Each line below should be set down again unchanged.
==== Input for this task ====
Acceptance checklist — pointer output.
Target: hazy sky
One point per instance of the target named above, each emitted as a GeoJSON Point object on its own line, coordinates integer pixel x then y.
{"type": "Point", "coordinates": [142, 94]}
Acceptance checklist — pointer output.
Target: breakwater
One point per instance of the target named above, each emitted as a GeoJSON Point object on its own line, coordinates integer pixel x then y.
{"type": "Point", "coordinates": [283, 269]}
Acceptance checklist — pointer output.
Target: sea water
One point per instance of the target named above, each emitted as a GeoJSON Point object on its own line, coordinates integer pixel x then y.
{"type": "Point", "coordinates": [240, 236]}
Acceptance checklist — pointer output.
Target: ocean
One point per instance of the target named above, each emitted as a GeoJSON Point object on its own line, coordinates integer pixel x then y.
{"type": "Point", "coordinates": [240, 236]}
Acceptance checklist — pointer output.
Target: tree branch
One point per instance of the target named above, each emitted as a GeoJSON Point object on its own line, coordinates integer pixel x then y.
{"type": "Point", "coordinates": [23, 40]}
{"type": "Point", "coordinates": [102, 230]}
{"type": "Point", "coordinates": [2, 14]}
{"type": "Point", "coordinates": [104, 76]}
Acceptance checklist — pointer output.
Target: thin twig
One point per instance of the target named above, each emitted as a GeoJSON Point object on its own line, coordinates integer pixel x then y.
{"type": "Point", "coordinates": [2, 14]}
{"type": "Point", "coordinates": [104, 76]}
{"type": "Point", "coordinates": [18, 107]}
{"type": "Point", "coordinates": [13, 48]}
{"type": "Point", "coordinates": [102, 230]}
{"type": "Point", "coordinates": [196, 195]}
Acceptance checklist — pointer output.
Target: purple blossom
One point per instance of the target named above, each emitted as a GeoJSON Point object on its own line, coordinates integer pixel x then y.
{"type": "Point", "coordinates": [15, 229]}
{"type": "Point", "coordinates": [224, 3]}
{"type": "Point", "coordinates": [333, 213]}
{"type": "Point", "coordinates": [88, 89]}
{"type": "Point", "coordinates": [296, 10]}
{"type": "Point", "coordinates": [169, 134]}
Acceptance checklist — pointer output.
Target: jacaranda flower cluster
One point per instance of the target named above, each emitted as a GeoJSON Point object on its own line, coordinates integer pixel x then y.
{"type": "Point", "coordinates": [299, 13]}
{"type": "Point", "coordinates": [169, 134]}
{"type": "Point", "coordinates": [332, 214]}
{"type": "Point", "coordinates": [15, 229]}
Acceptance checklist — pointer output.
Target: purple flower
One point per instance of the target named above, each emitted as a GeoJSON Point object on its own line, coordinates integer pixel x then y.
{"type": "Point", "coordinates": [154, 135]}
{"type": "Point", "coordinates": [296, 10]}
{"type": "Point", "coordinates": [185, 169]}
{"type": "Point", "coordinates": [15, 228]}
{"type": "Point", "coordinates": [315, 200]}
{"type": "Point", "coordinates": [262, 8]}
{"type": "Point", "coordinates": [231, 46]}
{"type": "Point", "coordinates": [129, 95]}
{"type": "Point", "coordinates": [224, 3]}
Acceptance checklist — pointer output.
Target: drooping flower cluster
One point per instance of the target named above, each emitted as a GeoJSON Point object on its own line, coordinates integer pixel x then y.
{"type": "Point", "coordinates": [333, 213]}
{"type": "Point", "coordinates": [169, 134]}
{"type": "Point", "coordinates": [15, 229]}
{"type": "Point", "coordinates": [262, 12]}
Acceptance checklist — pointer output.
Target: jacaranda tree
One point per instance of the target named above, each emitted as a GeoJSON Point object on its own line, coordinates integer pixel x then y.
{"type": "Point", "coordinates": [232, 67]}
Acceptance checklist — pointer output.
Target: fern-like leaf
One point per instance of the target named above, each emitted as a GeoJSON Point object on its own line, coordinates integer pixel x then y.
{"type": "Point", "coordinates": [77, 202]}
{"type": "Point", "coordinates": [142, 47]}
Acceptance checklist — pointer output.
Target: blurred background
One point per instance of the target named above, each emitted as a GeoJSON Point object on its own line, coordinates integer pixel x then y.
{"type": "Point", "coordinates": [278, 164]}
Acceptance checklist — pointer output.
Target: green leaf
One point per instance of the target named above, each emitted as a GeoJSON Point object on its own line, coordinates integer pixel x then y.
====
* **Result of the exercise**:
Acceptance checklist — pointer output.
Target: hazy sky
One point per instance of the target named above, each emitted as a GeoJSON Point object on its own line, coordinates integer pixel x then y.
{"type": "Point", "coordinates": [142, 94]}
Acceptance checklist — pointer output.
Target: breakwater
One point per instance of the target named above, each emitted as a GeoJSON Point object on its own line, coordinates integer pixel x then y.
{"type": "Point", "coordinates": [283, 269]}
Acceptance checklist — pointer output.
Target: sea water
One point per instance of the target named above, each emitted as a GeoJSON Point object on its own line, coordinates integer pixel x then y.
{"type": "Point", "coordinates": [240, 236]}
Acceptance checklist — pointer output.
Target: ocean
One point per instance of the target named above, each emitted as a GeoJSON Point object on its own line, coordinates integer pixel x then y.
{"type": "Point", "coordinates": [240, 236]}
Acceptance checklist — pointer output.
Target: tree branch
One point per instance of the target named above, each emitted as a GeoJSON Point object on its own line, coordinates integer pixel x then y.
{"type": "Point", "coordinates": [23, 40]}
{"type": "Point", "coordinates": [102, 230]}
{"type": "Point", "coordinates": [2, 14]}
{"type": "Point", "coordinates": [104, 76]}
Acceptance checklist — pointer output.
Target: thin twig
One point per instance of the target named above, each emitted as a GeoJSON Point object on its own line, coordinates integer pixel x then y.
{"type": "Point", "coordinates": [2, 14]}
{"type": "Point", "coordinates": [104, 76]}
{"type": "Point", "coordinates": [18, 107]}
{"type": "Point", "coordinates": [13, 48]}
{"type": "Point", "coordinates": [102, 230]}
{"type": "Point", "coordinates": [196, 195]}
Acceptance checklist — pointer output.
Target: purple blossom
One point per instance of the target named above, each emitted as a GeoJSON Point object on its own line, coordinates integer pixel x then y.
{"type": "Point", "coordinates": [15, 229]}
{"type": "Point", "coordinates": [224, 3]}
{"type": "Point", "coordinates": [333, 213]}
{"type": "Point", "coordinates": [88, 89]}
{"type": "Point", "coordinates": [296, 10]}
{"type": "Point", "coordinates": [169, 134]}
Acceptance checklist — pointer output.
Target: jacaranda flower cluster
One point per instance of the target named above, each emitted as a GeoJSON Point object on its own line, coordinates integer pixel x then y.
{"type": "Point", "coordinates": [299, 13]}
{"type": "Point", "coordinates": [169, 134]}
{"type": "Point", "coordinates": [332, 214]}
{"type": "Point", "coordinates": [15, 229]}
Acceptance checklist — pointer output.
Target: purple flower
One point per instance of the target named above, each emitted as a GeoJSON Point object on its own line, coordinates integer pixel x then y.
{"type": "Point", "coordinates": [154, 135]}
{"type": "Point", "coordinates": [296, 10]}
{"type": "Point", "coordinates": [185, 169]}
{"type": "Point", "coordinates": [15, 228]}
{"type": "Point", "coordinates": [315, 200]}
{"type": "Point", "coordinates": [262, 8]}
{"type": "Point", "coordinates": [231, 46]}
{"type": "Point", "coordinates": [129, 95]}
{"type": "Point", "coordinates": [224, 3]}
Acceptance checklist — pointer output.
Target: drooping flower cluster
One point per instance of the target named above, each emitted as a GeoJSON Point object on its own line, coordinates integer pixel x then y.
{"type": "Point", "coordinates": [333, 213]}
{"type": "Point", "coordinates": [169, 134]}
{"type": "Point", "coordinates": [15, 229]}
{"type": "Point", "coordinates": [262, 12]}
Acceptance checklist — pointer output.
Target: jacaranda tree
One point per instance of the target named above, each emitted as a GeoJSON Point object on its own line, coordinates integer pixel x then y.
{"type": "Point", "coordinates": [232, 67]}
Acceptance checklist — pointer output.
Target: fern-like leaf
One point per instance of the target named above, each emitted as a GeoJSON Point object on its own line, coordinates integer pixel x then y.
{"type": "Point", "coordinates": [77, 202]}
{"type": "Point", "coordinates": [142, 47]}
Acceptance checklist — pointer output.
Target: blurred background
One point per instance of the target named above, each emitted as a GeoJSON Point object on its own line, coordinates integer pixel x then y.
{"type": "Point", "coordinates": [278, 164]}
Acceptance checklist — pointer output.
Target: green leaf
One point per instance of the target named above, each emitted as a GeoJSON Point object on its own line, coordinates integer pixel x then y.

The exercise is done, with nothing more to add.